> [EXERCISE PROMPT]
Copy everything from the row that contains "TARGET = rough concrete surface" down through the end of the rows, with each coordinate in the answers shifted by +46 and all other text left unchanged.

> [DATA SECTION]

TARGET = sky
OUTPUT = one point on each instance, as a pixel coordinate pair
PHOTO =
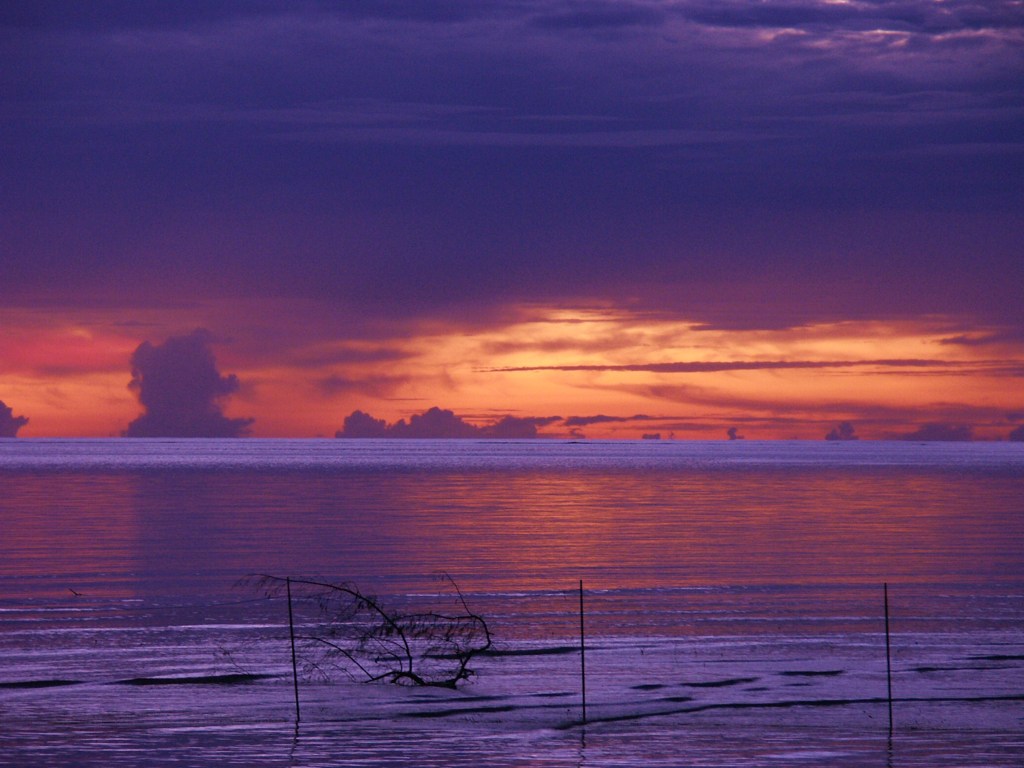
(691, 218)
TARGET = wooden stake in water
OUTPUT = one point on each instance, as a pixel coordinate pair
(583, 657)
(889, 665)
(291, 632)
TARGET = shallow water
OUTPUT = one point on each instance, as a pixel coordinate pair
(733, 600)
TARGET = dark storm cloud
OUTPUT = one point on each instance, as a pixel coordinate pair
(402, 157)
(179, 386)
(439, 423)
(9, 424)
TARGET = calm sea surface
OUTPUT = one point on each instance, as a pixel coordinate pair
(733, 594)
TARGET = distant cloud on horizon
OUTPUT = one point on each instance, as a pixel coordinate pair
(939, 432)
(9, 424)
(438, 423)
(179, 386)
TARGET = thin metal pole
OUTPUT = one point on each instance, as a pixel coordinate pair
(889, 664)
(291, 631)
(583, 657)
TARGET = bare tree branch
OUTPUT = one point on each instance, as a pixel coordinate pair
(354, 632)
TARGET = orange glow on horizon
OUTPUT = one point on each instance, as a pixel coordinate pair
(72, 379)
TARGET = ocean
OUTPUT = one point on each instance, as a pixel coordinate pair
(734, 601)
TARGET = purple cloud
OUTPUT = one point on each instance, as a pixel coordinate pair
(585, 421)
(9, 424)
(179, 386)
(843, 431)
(940, 432)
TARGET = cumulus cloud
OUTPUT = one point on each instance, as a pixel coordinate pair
(439, 423)
(941, 432)
(182, 391)
(9, 424)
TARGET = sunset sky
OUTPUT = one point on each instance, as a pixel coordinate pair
(673, 218)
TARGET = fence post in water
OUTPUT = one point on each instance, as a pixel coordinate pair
(583, 657)
(291, 632)
(889, 666)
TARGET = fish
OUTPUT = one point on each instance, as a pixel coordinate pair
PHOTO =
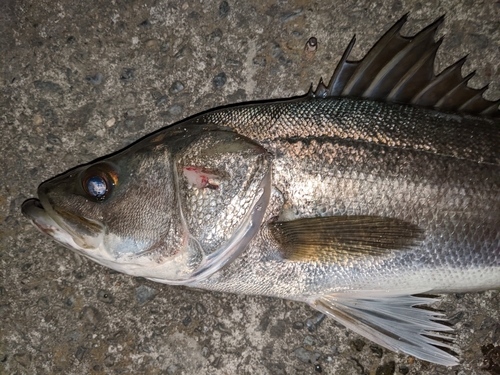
(367, 198)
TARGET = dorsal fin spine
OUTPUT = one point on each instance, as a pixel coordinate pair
(377, 48)
(401, 70)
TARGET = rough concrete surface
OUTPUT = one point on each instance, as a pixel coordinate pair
(81, 79)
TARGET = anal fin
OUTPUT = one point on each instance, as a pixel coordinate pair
(392, 321)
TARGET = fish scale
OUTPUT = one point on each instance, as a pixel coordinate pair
(356, 206)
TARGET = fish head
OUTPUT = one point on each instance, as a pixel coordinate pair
(174, 207)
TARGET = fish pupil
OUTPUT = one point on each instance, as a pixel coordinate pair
(96, 186)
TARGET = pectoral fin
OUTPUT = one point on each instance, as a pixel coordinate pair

> [TASK ANSWER]
TARGET = rough concrete surface
OUTPUT = one point on each instance, as a pixel coordinate pair
(127, 125)
TARGET = anal fin
OUTPUT = one point on each instance, as a pixel coordinate pair
(438, 367)
TARGET = fish scale
OUTPUT = one point on each instance, as a pixel coordinate pair
(402, 252)
TARGET = fish head
OUTPUT = one point on each instance, as a pixel coordinate pair
(220, 253)
TARGET = fish pupil
OUTPUT = one point on each instance, as a pixel coordinate pair
(142, 232)
TARGET = pectoral fin
OUTPUT = one point on each instance, as a pixel coordinate pair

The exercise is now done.